Instructions to follow:
In the entries below, find the line with "x=214 y=290" and print exactly every line from there up to and including the line with "For the trial run, indicate each instance of the stacked", with no other lines.
====== Stored data ======
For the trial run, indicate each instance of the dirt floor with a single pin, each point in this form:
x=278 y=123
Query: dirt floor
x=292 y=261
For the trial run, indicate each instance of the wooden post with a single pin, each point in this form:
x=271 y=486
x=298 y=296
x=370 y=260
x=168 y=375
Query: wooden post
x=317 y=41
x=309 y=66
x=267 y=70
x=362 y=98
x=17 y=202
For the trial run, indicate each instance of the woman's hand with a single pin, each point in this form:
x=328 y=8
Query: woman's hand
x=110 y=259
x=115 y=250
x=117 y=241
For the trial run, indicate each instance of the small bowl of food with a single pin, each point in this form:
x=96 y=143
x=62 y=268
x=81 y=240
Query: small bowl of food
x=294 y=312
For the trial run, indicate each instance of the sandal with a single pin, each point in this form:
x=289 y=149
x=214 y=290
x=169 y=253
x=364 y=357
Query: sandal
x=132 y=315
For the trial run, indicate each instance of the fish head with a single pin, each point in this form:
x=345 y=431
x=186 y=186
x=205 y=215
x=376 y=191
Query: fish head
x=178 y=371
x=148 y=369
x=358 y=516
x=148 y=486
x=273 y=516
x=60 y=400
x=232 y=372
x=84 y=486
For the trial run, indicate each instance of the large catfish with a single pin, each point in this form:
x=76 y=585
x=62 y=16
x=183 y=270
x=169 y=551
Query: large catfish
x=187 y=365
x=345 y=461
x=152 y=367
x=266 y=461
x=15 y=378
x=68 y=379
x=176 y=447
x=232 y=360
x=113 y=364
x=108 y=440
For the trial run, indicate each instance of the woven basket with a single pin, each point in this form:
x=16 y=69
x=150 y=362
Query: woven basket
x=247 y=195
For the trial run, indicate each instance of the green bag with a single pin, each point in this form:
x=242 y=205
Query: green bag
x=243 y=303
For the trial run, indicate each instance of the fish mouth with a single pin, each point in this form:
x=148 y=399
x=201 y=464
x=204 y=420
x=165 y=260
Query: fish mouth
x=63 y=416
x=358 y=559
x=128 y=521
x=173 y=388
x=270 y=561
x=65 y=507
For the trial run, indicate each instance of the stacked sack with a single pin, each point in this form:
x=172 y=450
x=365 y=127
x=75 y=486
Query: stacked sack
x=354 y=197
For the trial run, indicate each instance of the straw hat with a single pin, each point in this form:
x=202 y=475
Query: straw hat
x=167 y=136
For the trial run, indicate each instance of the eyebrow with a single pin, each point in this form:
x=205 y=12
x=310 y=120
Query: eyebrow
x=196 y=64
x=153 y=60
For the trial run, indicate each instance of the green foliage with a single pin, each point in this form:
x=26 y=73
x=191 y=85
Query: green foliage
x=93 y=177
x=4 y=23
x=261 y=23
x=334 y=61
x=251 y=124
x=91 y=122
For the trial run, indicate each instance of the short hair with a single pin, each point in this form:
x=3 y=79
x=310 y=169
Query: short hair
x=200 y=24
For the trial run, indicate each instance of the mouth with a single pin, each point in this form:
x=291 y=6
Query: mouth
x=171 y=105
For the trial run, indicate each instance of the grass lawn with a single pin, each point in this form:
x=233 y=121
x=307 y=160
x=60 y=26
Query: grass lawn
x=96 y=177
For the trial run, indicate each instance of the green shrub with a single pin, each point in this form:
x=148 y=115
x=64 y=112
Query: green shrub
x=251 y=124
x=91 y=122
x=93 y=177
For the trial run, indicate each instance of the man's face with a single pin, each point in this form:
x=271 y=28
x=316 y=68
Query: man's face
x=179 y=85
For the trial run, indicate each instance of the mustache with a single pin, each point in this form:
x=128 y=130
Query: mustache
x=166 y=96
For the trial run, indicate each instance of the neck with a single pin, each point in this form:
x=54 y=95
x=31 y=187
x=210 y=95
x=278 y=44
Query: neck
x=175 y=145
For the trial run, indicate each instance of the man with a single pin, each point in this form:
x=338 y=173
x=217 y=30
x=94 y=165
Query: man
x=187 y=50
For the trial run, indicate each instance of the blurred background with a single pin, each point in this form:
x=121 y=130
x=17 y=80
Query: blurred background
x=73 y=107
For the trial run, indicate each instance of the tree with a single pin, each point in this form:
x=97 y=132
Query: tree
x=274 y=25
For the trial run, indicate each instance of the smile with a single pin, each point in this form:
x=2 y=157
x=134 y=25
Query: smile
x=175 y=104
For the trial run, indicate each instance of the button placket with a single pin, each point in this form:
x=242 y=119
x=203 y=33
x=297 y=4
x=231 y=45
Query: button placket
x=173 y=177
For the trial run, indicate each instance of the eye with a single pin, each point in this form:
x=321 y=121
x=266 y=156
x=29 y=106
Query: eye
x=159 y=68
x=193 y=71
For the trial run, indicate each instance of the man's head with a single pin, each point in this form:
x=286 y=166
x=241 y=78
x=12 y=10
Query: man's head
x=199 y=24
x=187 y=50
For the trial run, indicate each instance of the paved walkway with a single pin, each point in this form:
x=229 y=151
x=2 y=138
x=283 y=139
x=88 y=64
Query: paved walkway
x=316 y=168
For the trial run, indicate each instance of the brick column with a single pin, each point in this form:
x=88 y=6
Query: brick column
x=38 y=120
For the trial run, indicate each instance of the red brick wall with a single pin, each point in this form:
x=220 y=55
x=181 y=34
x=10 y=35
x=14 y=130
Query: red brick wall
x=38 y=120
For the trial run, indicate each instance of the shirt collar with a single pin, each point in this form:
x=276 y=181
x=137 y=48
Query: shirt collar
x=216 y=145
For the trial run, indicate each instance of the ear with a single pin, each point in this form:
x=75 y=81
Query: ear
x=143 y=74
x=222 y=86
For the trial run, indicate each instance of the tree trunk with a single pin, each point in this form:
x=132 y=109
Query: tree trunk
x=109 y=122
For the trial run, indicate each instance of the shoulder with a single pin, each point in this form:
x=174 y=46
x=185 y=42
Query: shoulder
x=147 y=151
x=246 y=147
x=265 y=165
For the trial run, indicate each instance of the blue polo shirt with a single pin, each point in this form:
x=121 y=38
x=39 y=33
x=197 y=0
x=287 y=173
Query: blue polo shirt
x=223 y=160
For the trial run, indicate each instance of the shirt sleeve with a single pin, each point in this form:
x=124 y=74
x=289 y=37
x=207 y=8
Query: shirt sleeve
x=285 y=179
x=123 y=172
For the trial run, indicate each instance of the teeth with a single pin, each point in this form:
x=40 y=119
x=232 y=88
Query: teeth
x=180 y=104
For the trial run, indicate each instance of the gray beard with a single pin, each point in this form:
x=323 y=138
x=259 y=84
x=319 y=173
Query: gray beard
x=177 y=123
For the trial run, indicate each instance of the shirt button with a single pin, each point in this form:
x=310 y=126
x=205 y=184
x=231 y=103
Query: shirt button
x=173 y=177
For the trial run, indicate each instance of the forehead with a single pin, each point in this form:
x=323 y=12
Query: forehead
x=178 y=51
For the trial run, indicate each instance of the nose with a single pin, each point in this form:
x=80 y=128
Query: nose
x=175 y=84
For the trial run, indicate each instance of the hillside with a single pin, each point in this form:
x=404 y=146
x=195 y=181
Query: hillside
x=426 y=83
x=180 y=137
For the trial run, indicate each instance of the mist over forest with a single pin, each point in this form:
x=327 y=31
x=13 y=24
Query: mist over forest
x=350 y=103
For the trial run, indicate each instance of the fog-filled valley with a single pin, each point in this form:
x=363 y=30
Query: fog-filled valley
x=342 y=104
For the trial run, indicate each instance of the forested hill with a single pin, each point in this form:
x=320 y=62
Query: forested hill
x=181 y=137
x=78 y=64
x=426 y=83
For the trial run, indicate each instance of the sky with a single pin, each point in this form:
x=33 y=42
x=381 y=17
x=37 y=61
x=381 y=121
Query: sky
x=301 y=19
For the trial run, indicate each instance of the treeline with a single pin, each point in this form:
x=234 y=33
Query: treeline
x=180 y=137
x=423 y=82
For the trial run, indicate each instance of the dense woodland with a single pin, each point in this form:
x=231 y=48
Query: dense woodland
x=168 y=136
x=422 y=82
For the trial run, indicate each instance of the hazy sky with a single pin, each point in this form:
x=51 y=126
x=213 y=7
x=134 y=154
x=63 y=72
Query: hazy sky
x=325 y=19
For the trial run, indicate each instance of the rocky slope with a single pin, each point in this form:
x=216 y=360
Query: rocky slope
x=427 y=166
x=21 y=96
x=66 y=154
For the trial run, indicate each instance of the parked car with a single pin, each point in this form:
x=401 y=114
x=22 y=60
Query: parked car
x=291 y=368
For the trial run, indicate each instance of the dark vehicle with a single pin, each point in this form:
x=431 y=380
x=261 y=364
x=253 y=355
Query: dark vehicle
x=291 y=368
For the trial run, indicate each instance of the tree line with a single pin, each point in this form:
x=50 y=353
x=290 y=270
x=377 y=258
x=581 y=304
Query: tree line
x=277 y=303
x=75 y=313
======
Answer to this exercise:
x=214 y=290
x=169 y=253
x=364 y=357
Query: sandal
x=132 y=315
For the trial run, indicate each instance of the fish head with a single pin, each point in this form:
x=345 y=431
x=186 y=186
x=205 y=215
x=376 y=191
Query: fish head
x=178 y=371
x=148 y=369
x=358 y=516
x=148 y=486
x=273 y=516
x=60 y=400
x=232 y=372
x=84 y=486
For the trial run, indicate each instance of the large catfish with a single pin, each point in this form:
x=76 y=585
x=62 y=16
x=183 y=270
x=169 y=551
Query: large catfish
x=187 y=365
x=345 y=461
x=152 y=367
x=266 y=461
x=15 y=378
x=68 y=379
x=176 y=447
x=232 y=360
x=113 y=364
x=108 y=440
For the trial run, indicate each instance of the woven basket with a single pin, each point in this form:
x=16 y=69
x=150 y=362
Query: woven basket
x=247 y=195
For the trial run, indicate each instance of the green bag with a single pin, each point in this form:
x=242 y=205
Query: green bag
x=243 y=303
For the trial run, indicate each instance of the fish mouth with a single pin, each point in this form:
x=148 y=399
x=201 y=464
x=204 y=420
x=165 y=260
Query: fish mouth
x=63 y=416
x=358 y=559
x=128 y=521
x=173 y=388
x=270 y=561
x=65 y=507
For the trial run, indicate each instance of the stacked sack with a single pin, each point in this form:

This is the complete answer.